YOUR INSTRUCTIONS: Quote the records beneath, complete and exact. Leave out images.

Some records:
::::::

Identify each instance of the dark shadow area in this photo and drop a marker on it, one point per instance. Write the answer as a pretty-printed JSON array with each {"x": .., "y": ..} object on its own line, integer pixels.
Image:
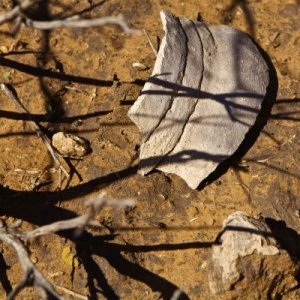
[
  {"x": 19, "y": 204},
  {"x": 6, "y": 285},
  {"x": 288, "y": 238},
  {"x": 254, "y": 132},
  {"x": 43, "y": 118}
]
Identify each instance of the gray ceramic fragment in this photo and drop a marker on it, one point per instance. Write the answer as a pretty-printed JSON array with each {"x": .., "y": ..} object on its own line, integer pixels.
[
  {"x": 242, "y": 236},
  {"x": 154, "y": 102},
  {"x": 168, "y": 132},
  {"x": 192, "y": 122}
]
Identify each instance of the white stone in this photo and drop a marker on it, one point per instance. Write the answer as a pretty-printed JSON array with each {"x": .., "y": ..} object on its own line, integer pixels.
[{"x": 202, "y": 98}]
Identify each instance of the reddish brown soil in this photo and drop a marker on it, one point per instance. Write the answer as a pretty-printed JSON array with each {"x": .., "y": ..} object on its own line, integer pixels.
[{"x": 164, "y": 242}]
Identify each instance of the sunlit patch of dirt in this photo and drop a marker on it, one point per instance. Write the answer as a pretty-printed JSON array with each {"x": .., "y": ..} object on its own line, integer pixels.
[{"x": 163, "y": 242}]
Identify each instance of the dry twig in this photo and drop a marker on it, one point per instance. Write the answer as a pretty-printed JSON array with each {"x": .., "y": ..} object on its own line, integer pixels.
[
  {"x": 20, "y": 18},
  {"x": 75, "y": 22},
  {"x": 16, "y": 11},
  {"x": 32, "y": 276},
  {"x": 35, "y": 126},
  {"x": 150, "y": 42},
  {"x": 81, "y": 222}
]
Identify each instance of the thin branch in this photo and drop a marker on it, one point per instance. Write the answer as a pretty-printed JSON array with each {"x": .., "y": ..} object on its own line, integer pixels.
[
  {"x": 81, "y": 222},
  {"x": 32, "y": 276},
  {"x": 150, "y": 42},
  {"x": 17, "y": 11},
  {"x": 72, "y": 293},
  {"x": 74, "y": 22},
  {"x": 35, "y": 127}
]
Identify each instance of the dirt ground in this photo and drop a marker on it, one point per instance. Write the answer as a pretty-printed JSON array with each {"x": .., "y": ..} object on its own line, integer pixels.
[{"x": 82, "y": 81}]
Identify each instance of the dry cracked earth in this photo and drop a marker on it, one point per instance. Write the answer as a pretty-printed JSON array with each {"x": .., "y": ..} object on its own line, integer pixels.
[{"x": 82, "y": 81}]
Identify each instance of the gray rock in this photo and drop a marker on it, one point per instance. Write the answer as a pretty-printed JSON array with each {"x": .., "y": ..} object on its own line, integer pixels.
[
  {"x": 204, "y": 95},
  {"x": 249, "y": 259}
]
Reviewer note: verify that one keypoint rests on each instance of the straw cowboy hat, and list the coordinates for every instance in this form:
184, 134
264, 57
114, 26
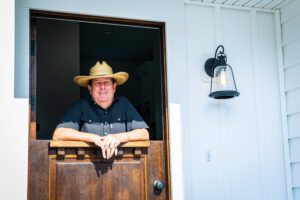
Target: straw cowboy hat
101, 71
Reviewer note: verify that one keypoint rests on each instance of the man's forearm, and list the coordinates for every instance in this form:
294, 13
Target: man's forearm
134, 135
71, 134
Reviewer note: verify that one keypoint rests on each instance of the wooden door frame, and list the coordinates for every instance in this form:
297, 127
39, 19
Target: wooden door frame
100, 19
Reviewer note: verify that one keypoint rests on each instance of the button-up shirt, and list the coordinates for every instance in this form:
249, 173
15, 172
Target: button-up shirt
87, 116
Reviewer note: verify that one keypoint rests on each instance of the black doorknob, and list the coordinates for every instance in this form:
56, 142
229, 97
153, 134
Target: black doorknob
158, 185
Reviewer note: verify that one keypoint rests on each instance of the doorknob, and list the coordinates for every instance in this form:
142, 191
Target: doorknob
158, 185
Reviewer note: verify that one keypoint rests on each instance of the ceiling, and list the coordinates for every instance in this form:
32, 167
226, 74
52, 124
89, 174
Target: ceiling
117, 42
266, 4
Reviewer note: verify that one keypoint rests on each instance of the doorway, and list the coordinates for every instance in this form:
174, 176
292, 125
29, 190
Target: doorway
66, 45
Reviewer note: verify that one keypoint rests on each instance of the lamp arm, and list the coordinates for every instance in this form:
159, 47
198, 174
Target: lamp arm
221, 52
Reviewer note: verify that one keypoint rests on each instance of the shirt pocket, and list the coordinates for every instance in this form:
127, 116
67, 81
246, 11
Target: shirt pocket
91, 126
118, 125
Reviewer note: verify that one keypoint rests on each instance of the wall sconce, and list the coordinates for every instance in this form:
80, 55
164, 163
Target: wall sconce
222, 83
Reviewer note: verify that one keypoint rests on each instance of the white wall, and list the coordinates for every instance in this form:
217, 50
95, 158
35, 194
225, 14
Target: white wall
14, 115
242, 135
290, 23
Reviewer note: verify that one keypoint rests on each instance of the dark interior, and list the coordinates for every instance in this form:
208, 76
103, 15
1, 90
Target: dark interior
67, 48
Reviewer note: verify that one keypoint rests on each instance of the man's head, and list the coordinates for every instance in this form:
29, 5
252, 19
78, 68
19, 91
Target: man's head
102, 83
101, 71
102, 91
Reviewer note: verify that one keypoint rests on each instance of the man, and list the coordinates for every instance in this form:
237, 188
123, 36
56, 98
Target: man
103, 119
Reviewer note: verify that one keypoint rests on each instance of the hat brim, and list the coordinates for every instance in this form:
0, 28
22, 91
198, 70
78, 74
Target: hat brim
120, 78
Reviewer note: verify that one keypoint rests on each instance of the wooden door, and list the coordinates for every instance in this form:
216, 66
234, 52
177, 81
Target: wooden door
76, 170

::::::

WRITTEN SOLUTION:
Identify each instance of the dark shadow area in this photo and drop a marker on it, one point per instance. Write the answer as a pretty-printed JSON array with each {"x": .., "y": ..} object on its own line, integer pixels.
Image:
[
  {"x": 19, "y": 204},
  {"x": 6, "y": 285},
  {"x": 288, "y": 238},
  {"x": 254, "y": 132},
  {"x": 43, "y": 118}
]
Identify each instance of the gray ceramic fragment in this photo and drop a marker on it, one point per instance. Write the answer as a pretty-printed JSON array with each {"x": .., "y": ..} object on its own line, integer pixels.
[
  {"x": 242, "y": 236},
  {"x": 154, "y": 102},
  {"x": 168, "y": 132},
  {"x": 192, "y": 122}
]
Identify each instance of the white stone in this photo and drop a marker on it, one point per instance. Write the answer as a pretty-printed JSON array with each {"x": .., "y": ..} object on its own line, integer pixels.
[{"x": 202, "y": 98}]
Identify each instance of the reddish brown soil in this photo and drop a marker on it, one point per instance. Write the answer as a pretty-printed JSON array with each {"x": .., "y": ..} object on its own line, integer pixels.
[{"x": 164, "y": 242}]
Identify each instance of the sunlit patch of dirt in this photo and drop a marker on it, one point per instance. Write the answer as a pretty-printed JSON array with each {"x": .., "y": ..} object on its own line, integer pixels.
[{"x": 163, "y": 242}]
Identify each instance of the dry twig in this photo and drop a marker on it, one point per instance. Write the answer as a pretty-printed JSON array with each {"x": .., "y": ..} object on its own line, integer pixels.
[
  {"x": 20, "y": 18},
  {"x": 75, "y": 22},
  {"x": 16, "y": 11},
  {"x": 32, "y": 276},
  {"x": 35, "y": 126},
  {"x": 150, "y": 42},
  {"x": 81, "y": 222}
]
Identify each instance of the thin branch in this photo and drop a marker on it, one point per instance. Write the answer as a pretty-printed JSON array with each {"x": .., "y": ..} object on its own line, integer pixels.
[
  {"x": 81, "y": 222},
  {"x": 32, "y": 276},
  {"x": 150, "y": 42},
  {"x": 17, "y": 11},
  {"x": 72, "y": 293},
  {"x": 74, "y": 22},
  {"x": 35, "y": 127}
]
Identify each instance of the dirt ground in this photo and drop a marker on it, one point per instance. Write the answer as a pretty-printed JSON array with each {"x": .., "y": ..} object on its own line, integer pixels.
[{"x": 82, "y": 81}]
Identify each instance of the dry cracked earth in this photo and drop a marker on it, one point per instance. Write the answer as a pretty-printed JSON array with each {"x": .., "y": ..} object on its own line, integer pixels.
[{"x": 82, "y": 81}]
Identify each instance of the gray rock in this photo and drop a marker on it, one point per instance. Write the answer as a pretty-printed JSON array with each {"x": .., "y": ..} object on its own line, integer pixels.
[
  {"x": 204, "y": 95},
  {"x": 249, "y": 259}
]
Reviewer note: verify that one keypoint rests on each instance of the straw cowboy hat, and list the coordinates for every instance in this form:
184, 134
264, 57
114, 26
Target: straw cowboy hat
101, 71
Reviewer note: verify that one keypoint rests on each instance of the man's forearm, and list the coordinates for every instance in this form:
294, 13
Target: man's forearm
134, 135
71, 134
Reviewer note: verify that one keypoint rests on each instance of the wooden door frame, and list the coordinates for every instance in this form:
297, 127
39, 19
Target: wooden door frame
100, 19
Reviewer note: verify that one keypoint rests on each instance of the button-up shirt, and list the coordinates for every instance in this form:
249, 173
15, 172
Target: button-up shirt
87, 116
Reviewer note: verify that one keypoint rests on each instance of the black doorknob, and list the coordinates for every instance in this form:
56, 142
229, 97
153, 134
Target: black doorknob
158, 185
Reviewer note: verify that one keypoint rests on each instance of the doorknob, and list the coordinates for every instance in this form:
142, 191
Target: doorknob
158, 185
Reviewer note: verify that one keypoint rests on each instance of the ceiling, and list the coordinates for every instance in this form:
32, 167
226, 74
52, 124
89, 174
Target: ceiling
117, 42
266, 4
Reviewer note: verify that one keypoint rests on each instance of the doorway, and list the coordinates for every instance in this form:
174, 176
292, 125
29, 190
Target: doorway
66, 45
Reviewer note: verify that one keypoint rests on each instance of the lamp arm, and list the coordinates for every instance in this form:
159, 47
198, 174
Target: lamp arm
221, 52
Reviewer note: verify that one keypoint rests on each instance of the shirt pocket, and list the coordinates for every instance in this form:
127, 116
67, 81
246, 11
Target: shirt pocket
91, 126
118, 125
Reviewer note: verify that one keypoint rests on each instance of the wall sconce, and list the coordinates for every instance in this form:
80, 55
164, 163
Target: wall sconce
222, 83
Reviewer note: verify that one keypoint rests on each instance of the white wall, and list the coordinates for every instance in this form:
217, 50
95, 158
35, 194
225, 14
Target: white wall
14, 115
242, 135
290, 23
Reviewer note: verify that one keypoint rests on each instance of the dark interior, and list the coordinates for every instance in this form:
208, 76
103, 15
1, 90
Target: dark interior
67, 48
Reviewer note: verify that one keypoint rests on each instance of the man's head, and list the coordinates for every instance in this form:
29, 5
252, 19
78, 68
19, 91
Target: man's head
102, 83
101, 71
102, 91
Reviewer note: verify that one keypoint rests on each instance of the man, and list the coordinates for every instance in this form:
237, 188
123, 36
56, 98
Target: man
103, 119
Reviewer note: verify that one keypoint rests on each instance of the hat brim, and list the coordinates for every instance in this form:
0, 28
22, 91
198, 70
78, 74
Target: hat brim
120, 78
Reviewer note: verify that one keypoint rests on each instance of the wooden door, and list the coordinates for every instance in this form:
216, 66
234, 52
177, 81
Target: wooden door
76, 170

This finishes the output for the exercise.